[start of Text section]

One problem with the simple corona unit is that in the negative
mode the corona discharge is not positionally stable but moves back
and forth randomly. One "fix" for this is to super-impress on the
DC voltage to the corona wire, typically a ripple value of 10% to
20% of the DC. This caused the high intensity nodes of negative
corona discharge to move down the wire at the AC frequency (usually
50 or 60 Hz). This simple, low cost solution was adequate for low
speed copiers or printers, but when higher speed units were being
designed, a new corona structure, the dicorotron 18 was invented,
see FIG. 6c. This used a glass coated wire which was driven by an
ac voltage. The shroud (or shield) was biased to a DC voltage which
would define whether positive or negative charge was extracted by
the corona unit This design has the advantages of a large diameter
glass coated wires that was not easily "fouled" with random dust or
toner particles. The bias power supply for the shield was also a
low cost design. One unfortunate aspect of this design was that the
dicorotron corona unit produced considerable levels of ozone. This
trace gas is becoming unacceptable in the office environment.
That situation led to the design of the "pin corotron" 80 or a saw
tooth edge 82 that is driven to a high voltage. With a properly
made "saw tooth" the corona unit produced very uniform corona
discharges, especially negative discharges. This corona unit has
been highly successful in recent Xerox.RTM. organic photoreceptor
machines. The important performance characteristics of a corona
unit is the current to the plate to be charged versus the voltage
to which the plate has charged. FIGS. 7 and 8 show these curves.
Note that the wire and pin corotron have the same V-i curves FIG.
7a but that the AC curve FIG. 7b is quite different from the DC
curve.
This invention uses an ac neutralizing corona unit to discharge the
printing plate at the end of the printing cycle. Either the bare
wire or pin corona are adequate for this job. The charging corona
is located just after the neutralizing corona. Here a V-i curve is
desired that will best charge the exposed and unexposed regions of
the printing plate to the same voltage.

[end of Text section]
[start of Information provided]

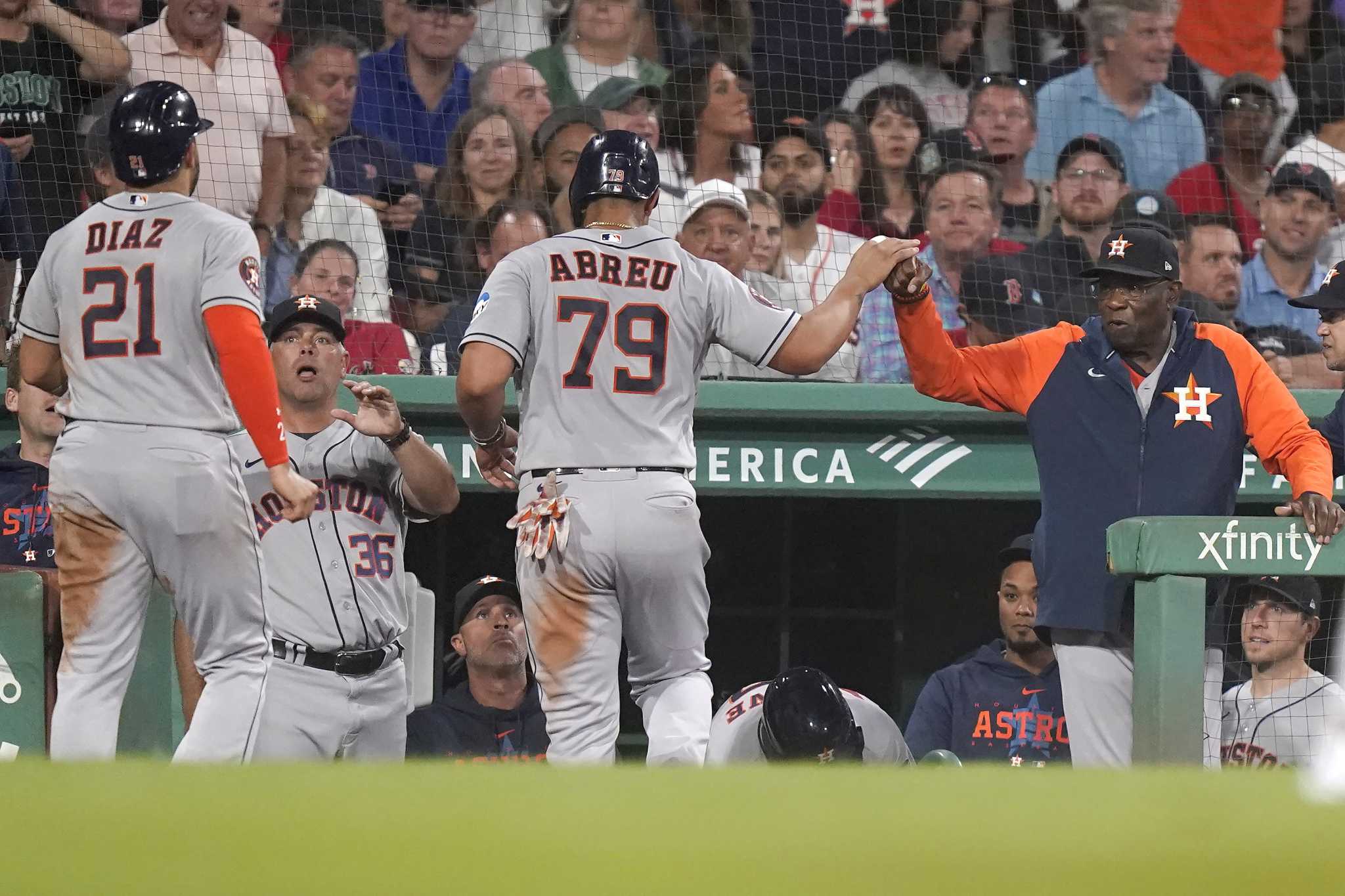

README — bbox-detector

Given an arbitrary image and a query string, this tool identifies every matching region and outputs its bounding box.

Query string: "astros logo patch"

[end of Information provided]

▸ **The problem**
Rewrite the corona unit text from "That situation led" to "V-i curves FIG.", putting "even" in place of "uniform".

▸ **Result for this task**
That situation led to the design of the "pin corotron" 80 or a saw
tooth edge 82 that is driven to a high voltage. With a properly
made "saw tooth" the corona unit produced very even corona
discharges, especially negative discharges. This corona unit has
been highly successful in recent Xerox.RTM. organic photoreceptor
machines. The important performance characteristics of a corona
unit is the current to the plate to be charged versus the voltage
to which the plate has charged. FIGS. 7 and 8 show these curves.
Note that the wire and pin corotron have the same V-i curves FIG.